Page extract =>
━━━━━━━━━━━━━━━━━━━━

Significant progress is being made with organic small molecules and polymers that feature mixed ionic/electronic conduction for new applications in the fields of optoelectronics, sensors and smart materials. The coexistence of electric and mobile ionic charge in conjugated organic materials can improve the performance of existing devices, and allows for new functionalities. For example, the mixed ionic/electronic conduction has been used for the fabrication of actuators or electrochromic displays. Mobile ionic charge can also be used for the formation of junctions displaying diode characteristics.

 

Cyanine dyes are charged conjugated molecules that are accompanied by a counter anion. Therefore, organic semiconductor devices built with cyanine dyes have intrinsic ionic and electronic charge conductivity. We demonstrated for cyanine dye bilayer thin film devices that the counter anions are relatively mobile and are displayed within the cyanine layer and into adjacent layers, either by diffusion due to concentration gradients or by internal or applied external electrical fields. The build-up of ionic space charge creates electric fields and induces potential energy shifts similar to conventional p-n junctions. Thereby, ionic charge can be used to control the flow of electronic current. For example, oxidative and reductive electron transfer processes can simply be switched on and off with an applied bias, thereby altering device performance and spectral sensitivity.

━━━━━━━━━━━━━━━━━━━━

Given request =>
Please carry the passage on mixed ionic/electronic conduction in cyanine dyes forward from its last sentence. The entries that follow have no connection to the passage on cyanine dyes.

Dataset records:
━━━━━━━━━━━━━━━━━━━━

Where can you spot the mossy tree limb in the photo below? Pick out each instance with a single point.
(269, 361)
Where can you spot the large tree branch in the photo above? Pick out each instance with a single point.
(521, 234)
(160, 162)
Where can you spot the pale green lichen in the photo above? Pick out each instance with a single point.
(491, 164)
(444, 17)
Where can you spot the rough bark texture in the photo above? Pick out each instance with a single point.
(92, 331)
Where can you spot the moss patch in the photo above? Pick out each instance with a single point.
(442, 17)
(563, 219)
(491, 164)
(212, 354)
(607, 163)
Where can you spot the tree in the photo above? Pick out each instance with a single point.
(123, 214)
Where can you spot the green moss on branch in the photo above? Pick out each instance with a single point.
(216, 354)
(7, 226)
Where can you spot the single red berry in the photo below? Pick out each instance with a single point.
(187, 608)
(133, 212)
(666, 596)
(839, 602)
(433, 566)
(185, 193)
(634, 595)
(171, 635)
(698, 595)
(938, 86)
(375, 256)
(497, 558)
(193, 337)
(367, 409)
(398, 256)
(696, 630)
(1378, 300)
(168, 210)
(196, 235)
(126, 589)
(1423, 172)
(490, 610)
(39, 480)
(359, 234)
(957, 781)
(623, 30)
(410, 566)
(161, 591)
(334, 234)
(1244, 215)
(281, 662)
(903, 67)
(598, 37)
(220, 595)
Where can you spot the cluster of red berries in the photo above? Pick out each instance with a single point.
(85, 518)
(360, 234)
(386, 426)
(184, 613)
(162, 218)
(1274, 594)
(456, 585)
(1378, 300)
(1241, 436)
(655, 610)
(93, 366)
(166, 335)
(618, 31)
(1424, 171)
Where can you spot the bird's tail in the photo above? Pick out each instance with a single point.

━━━━━━━━━━━━━━━━━━━━

Answer to the exercise =>
 

Arguably the best studied device application of the mixed electronic/ionic conduction in organic materials is the light-emitting electrochemical cell (LEC). LECs are solid state devices composed of an ionic organic semiconductor film sandwiched between two air-stable electrodes. Thanks to the presence of mobile ions, the single active layer can perform the tasks taking place in an electroluminescence device, i.e. charge injection, transport, exciton formation and radiative recombination. LECs have a simple architecture and the potential to be fabricated by fault-tolerant and low-cost solution processes on flexible substrates by large-area compatible coating and printing processes. This makes LECs a competing technology for inexpensive future light sources.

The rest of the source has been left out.